--- Start Selected excerpt ---

What’s more, the view is that sports are a very resilient asset class. They are largely immune to supply chain shocks and geopolitical fissures; they are part of the booming experience economy; and with franchise-based systems like the NBA, you get to pick and cooperate with your competitors.

It’s no surprise, therefore, that Bill Foley, one of sport’s most prolific investors has thrown his hat in the ring to acquire a controlling stake in the Vegas NBA franchise.

Los Angeles Kings v Vegas Golden Knights
Photo by Zak Krill/NHLI via Getty Images

Foley already owns the Las Vegas Golden Knights of the NHL, meaning he knows better than most the once-doubted appetite for sport in Sin City.

Other properties in his Black Knight Sports & Entertainment holding company include the indoor football team Vegas Knight Hawks and Premier League soccer club AFC Bournemouth.

And he appears particularly busy at present trying to cast his net wider into sports.

Only today, he completed a deal worth approximately $60m to buy Premiership Rugby club Exeter Chiefs.

Granted, it’s a deal of a completely different magnitude to the would-be Vegas NBA franchise. But given that it ends 155 years of the Chiefs, who are located in the southeast of England, being owned by its members, it does reiterate how all-in Foley is on sports.

--- End Selected excerpt ---
--- Start Material supplied ---

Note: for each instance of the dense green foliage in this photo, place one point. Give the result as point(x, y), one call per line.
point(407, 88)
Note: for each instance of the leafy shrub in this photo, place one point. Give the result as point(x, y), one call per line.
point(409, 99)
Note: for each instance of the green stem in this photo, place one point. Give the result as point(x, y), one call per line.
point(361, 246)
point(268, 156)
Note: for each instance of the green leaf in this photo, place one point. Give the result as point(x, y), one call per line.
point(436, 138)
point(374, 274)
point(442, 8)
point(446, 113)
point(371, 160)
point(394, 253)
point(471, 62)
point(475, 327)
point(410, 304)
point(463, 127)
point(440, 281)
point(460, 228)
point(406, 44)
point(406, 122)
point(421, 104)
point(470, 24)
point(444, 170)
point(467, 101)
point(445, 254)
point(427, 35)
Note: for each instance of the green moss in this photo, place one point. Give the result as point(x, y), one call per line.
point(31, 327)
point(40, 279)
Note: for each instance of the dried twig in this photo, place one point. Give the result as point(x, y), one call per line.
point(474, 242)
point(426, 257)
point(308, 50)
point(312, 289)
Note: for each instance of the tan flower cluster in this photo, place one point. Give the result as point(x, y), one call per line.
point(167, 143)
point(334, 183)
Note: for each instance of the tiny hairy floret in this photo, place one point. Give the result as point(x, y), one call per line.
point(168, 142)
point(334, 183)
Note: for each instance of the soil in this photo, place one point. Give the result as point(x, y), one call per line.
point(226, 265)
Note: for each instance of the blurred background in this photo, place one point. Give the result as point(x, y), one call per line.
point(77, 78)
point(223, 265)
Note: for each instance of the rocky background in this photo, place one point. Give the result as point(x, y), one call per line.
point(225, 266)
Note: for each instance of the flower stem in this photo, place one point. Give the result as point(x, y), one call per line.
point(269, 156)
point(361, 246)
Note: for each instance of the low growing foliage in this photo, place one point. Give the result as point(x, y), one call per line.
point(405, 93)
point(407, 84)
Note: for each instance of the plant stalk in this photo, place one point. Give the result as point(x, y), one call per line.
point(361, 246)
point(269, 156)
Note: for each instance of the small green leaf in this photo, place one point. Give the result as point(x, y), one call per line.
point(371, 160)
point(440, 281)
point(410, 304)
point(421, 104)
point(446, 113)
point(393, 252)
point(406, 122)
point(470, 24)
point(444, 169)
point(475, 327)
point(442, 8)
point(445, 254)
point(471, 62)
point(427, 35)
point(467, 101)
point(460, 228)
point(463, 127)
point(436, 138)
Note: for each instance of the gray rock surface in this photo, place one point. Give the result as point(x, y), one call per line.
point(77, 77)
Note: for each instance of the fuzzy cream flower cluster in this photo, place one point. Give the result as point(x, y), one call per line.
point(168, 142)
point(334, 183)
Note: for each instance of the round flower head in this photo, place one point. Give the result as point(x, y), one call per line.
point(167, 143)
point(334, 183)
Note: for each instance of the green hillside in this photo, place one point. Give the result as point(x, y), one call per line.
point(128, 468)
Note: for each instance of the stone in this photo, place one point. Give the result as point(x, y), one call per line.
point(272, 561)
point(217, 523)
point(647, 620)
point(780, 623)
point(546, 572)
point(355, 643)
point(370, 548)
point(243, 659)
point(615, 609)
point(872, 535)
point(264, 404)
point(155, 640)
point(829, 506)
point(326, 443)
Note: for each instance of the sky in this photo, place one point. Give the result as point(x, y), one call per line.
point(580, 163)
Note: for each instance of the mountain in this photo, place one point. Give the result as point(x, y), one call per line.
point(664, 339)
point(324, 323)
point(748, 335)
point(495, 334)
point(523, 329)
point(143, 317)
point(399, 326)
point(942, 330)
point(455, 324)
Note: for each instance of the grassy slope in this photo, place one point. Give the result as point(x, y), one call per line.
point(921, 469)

--- End Material supplied ---

» **Written instruction**
In the sports-investment excerpt above, why does the Exeter Chiefs purchase show how all-in Foley is on sports?

» **Response**
The roughly $60m deal is of a completely different magnitude from the would-be Vegas NBA franchise. It still shows his commitment because it ends 155 years of the Chiefs being owned by the club's members.